[TASK] Skip the pictures. Reproduce all other material exactly.

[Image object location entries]
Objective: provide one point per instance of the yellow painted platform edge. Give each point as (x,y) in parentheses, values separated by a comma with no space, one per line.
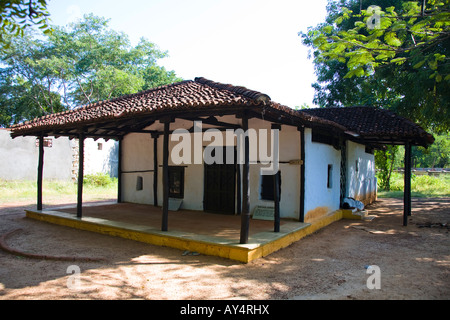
(238,253)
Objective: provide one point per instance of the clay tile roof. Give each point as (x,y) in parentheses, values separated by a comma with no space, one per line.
(374,123)
(184,95)
(181,95)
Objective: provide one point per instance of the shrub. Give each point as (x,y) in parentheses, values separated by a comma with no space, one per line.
(98,180)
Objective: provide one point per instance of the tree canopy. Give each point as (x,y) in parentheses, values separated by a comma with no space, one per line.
(18,15)
(395,54)
(75,65)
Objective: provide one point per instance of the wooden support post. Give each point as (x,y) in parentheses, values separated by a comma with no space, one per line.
(155,169)
(119,173)
(80,174)
(407,184)
(302,174)
(238,189)
(40,172)
(276,200)
(165,217)
(245,215)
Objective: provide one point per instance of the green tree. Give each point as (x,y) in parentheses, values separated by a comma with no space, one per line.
(75,65)
(389,53)
(436,156)
(18,15)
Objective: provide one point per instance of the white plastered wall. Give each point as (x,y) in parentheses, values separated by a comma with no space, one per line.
(319,199)
(361,180)
(137,155)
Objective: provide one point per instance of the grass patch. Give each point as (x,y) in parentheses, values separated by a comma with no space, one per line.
(95,188)
(421,186)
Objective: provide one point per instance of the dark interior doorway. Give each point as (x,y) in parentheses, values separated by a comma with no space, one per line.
(220,184)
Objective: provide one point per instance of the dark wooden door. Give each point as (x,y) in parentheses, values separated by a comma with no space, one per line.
(220,187)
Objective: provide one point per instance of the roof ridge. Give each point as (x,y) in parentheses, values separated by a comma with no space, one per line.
(100,103)
(240,90)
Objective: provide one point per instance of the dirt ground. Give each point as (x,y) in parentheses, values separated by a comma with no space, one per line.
(414,262)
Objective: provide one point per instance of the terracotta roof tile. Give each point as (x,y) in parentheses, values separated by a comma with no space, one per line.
(371,122)
(203,93)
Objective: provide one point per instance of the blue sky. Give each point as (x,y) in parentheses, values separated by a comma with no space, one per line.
(251,43)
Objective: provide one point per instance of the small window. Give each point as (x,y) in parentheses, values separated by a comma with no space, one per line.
(329,176)
(139,183)
(176,182)
(268,186)
(48,142)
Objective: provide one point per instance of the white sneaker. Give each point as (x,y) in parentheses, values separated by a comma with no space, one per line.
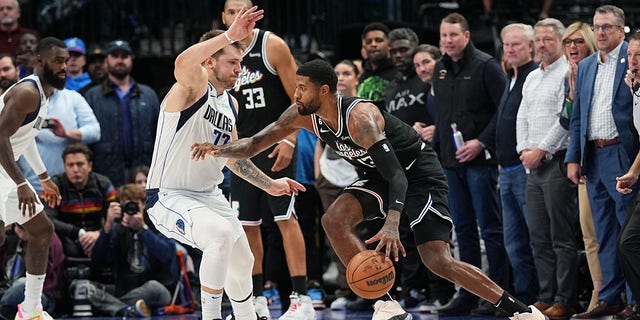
(389,310)
(339,304)
(301,308)
(535,314)
(262,308)
(38,315)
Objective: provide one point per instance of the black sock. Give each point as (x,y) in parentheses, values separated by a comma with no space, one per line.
(511,305)
(299,284)
(258,285)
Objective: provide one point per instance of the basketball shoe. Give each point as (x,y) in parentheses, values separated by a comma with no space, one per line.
(535,314)
(37,315)
(301,308)
(262,311)
(389,310)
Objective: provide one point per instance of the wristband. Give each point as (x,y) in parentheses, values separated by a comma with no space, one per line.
(293,145)
(228,38)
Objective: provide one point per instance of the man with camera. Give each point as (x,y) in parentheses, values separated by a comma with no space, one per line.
(86,197)
(143,260)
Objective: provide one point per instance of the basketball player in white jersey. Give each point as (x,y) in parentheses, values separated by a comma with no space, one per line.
(183,198)
(23,108)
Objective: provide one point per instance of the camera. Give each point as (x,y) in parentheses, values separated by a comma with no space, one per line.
(48,123)
(129,207)
(78,269)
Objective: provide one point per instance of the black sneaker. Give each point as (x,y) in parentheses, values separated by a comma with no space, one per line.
(457,307)
(484,309)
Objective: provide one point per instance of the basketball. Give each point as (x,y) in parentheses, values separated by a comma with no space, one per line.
(370,275)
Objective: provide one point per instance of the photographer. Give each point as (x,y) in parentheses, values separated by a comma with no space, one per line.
(143,261)
(85,198)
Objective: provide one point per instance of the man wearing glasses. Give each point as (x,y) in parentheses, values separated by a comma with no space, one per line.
(601,147)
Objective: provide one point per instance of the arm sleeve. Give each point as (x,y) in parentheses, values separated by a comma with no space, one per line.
(573,149)
(389,167)
(557,136)
(522,126)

[THE SOLUTION]
Objective: provide one point per instance of the yellow painted platform edge. Give each point as (x,y) in parentheses, values separated by a comma with no space, one per line.
(238,253)
Objective: provide one point per instance of the clay tile roof. Give each point as (x,y) in parentheses, values separated by a comma with no space, one per line.
(374,123)
(184,95)
(181,95)
Objective: provide one point per instance of the shrub. Give each point as (x,y) in parentheses, values separated by a comma with no space, one per line.
(98,180)
Objective: provide one point per instance of the tree canopy. Give each point as (x,y) in parentheses, values separated by a comma with no space, one per line.
(18,15)
(395,54)
(75,65)
Objective: provide one point per instance of the wooden support post. Give each point as (x,y) in parentheses, values separated by a comma with no space, one per line.
(155,169)
(119,173)
(80,174)
(407,184)
(302,174)
(238,189)
(40,172)
(276,200)
(165,217)
(245,215)
Objective: provide one point per instance of the green tree. Give each point as (x,y) in parentheses, values separated by a comma with no space, one per line.
(75,65)
(389,53)
(436,156)
(18,15)
Objective: provide one point per instance of the white plastered wall. Give each point as (x,y) in parentheses, values separated by a comma with no space, one per line.
(319,199)
(361,180)
(137,155)
Objective: provide one point per instance of the grass patch. Give each point as (x,y) in parentheses, values separated by a comma with no space, one per line.
(95,188)
(421,186)
Objective: provide one point per instance of the dark interior doorway. Give each point as (x,y) in parentheses, values separated by a comma with no space, one per line.
(220,184)
Objective: provide one point per instance of the dark wooden door. Give each point as (x,y) in parentheses, values separated by a comma with no space, one per line.
(220,187)
Objective: provide one point per instance of the roof ridge. Give each point as (x,y) in parentheses, values separated by a comma with no space, one per line.
(100,103)
(240,90)
Objective: provide one point per instance of the dirt ground. Give each point as (x,y) in parentheses, values separated by a comma with no space, one per line.
(414,262)
Objective: provide one point per instance of the terracotta roof tile. Give each point as (x,y) in parentheses, values separated by a comma with no space, one per line.
(371,122)
(203,93)
Objective: provide one point per instance of the blue sky. Give each point as (x,y) in parentheses, values separated by a comma with no space, one per line.
(251,43)
Objective: provide one point per instance of the small window. Give each point as (x,y) in parentheses, values separated by a comma with no space, one per line.
(329,176)
(139,183)
(176,182)
(268,186)
(48,142)
Objective: provide one point per instance of the white sneaker. Give each point as (x,y) in parentheses, values separated by a comma with no space, one per line.
(389,310)
(339,304)
(301,308)
(535,314)
(262,308)
(38,315)
Objective: provide one point per instance of the black sock. Give each point as (x,y) in parentheses, values separated by a comma with no space, one per line.
(511,305)
(299,284)
(258,285)
Objective: provide one point per instance of the basketball shoe. Give each point as (x,y) in parentheses, values separated by a comma with no space, one per line.
(535,314)
(37,315)
(301,308)
(262,311)
(389,310)
Objective: provide one point per instance of the wristband. Give each point as (x,y) in parentheses, values separated by a comma with no space, one per line.
(293,145)
(228,38)
Objective: provide one point per instance of the man with camera. Give each point as (x,y) in parentheses, values separated by a comma with no space, one per line.
(86,197)
(143,260)
Objective: provide one point per instance of the basketball player in white jersey. Give each point as (x,y) in parentheses, values separated by a comma with no space, one per line.
(183,198)
(23,108)
Objective: provide one point per instance of the camera. Give each point as (x,y) in parentheses, values separated by a comma with no space, one per line.
(48,123)
(129,207)
(78,269)
Objective: provide one point per instance of the black sneaker. Give each point as (x,y) in parentheses, values separated by a comma with no space, one per line.
(457,307)
(484,309)
Objective: provide one point per instance of the basketball. Give each point as (x,y) in parentheses, values separated by a comma with no space, one per line.
(370,275)
Objective: provide one point per instance of the photographer. Give each point as (x,y) in parentheses, values separated by a comma with no space, one per line.
(143,261)
(85,198)
Objective: provide one point per instance of the man wearing glasses. Give each point as (x,y) in parentheses, values separated by a comma with no space, one per line.
(601,147)
Objective: provide one point per instance of the arm sleeve. Give each point as (x,y) in parentheses, values separated by a comma with no space, one per line.
(573,149)
(389,167)
(557,136)
(522,126)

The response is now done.